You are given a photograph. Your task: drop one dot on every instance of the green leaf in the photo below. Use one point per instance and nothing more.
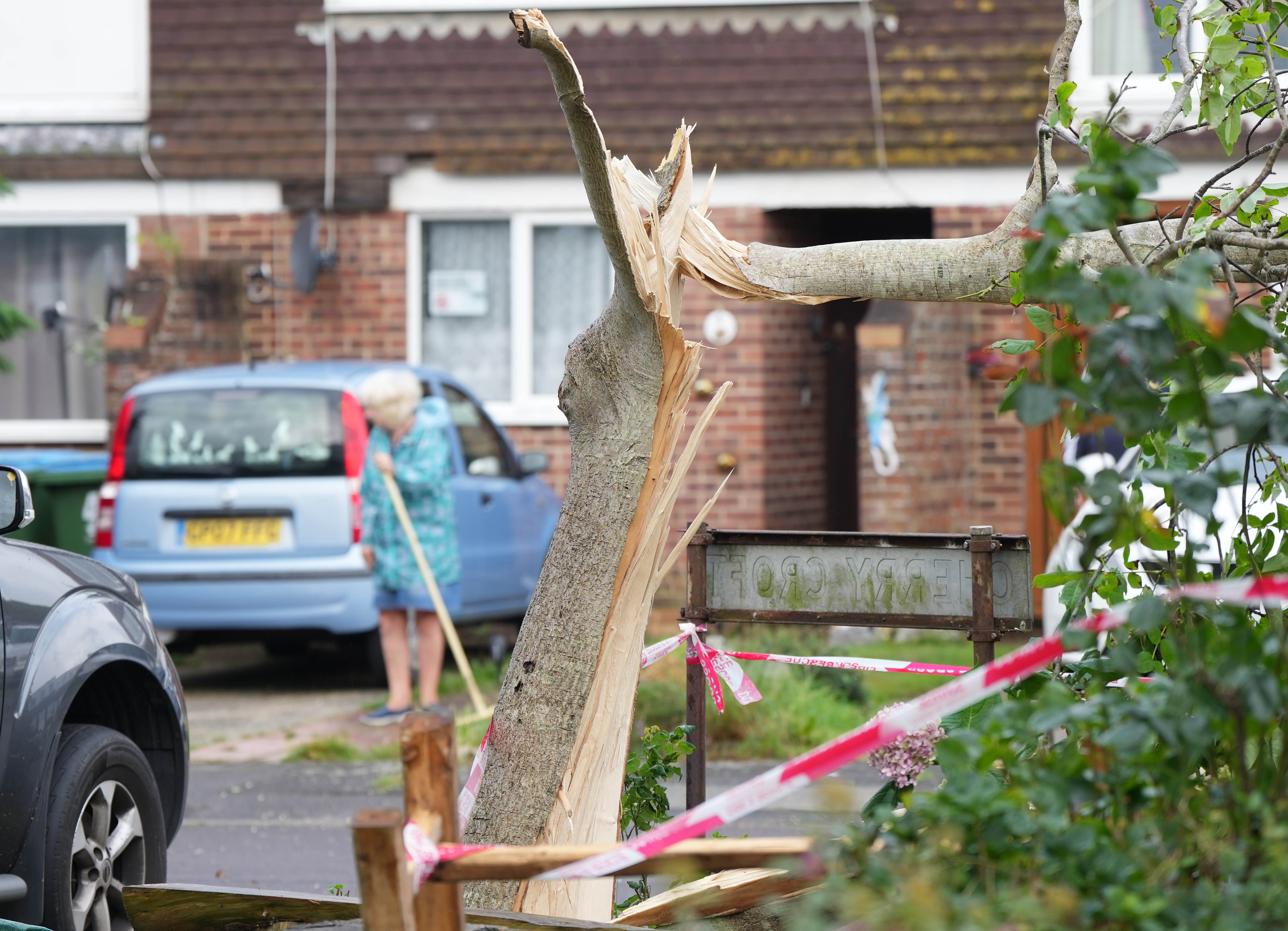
(1060, 486)
(1064, 113)
(1197, 492)
(1036, 404)
(885, 798)
(1015, 347)
(1040, 317)
(1053, 580)
(972, 715)
(1224, 49)
(1231, 128)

* * * * * * *

*Given instruction*.
Copy the data above word for word, leaving out the picture.

*The solution*.
You are given a photograph. Your task: drop one dot on every instance of the green leaf in the photo below. Use one point per instance and nothing more.
(1060, 486)
(1064, 113)
(1197, 492)
(1036, 404)
(885, 798)
(1015, 347)
(1040, 317)
(1053, 580)
(972, 715)
(1224, 49)
(1231, 128)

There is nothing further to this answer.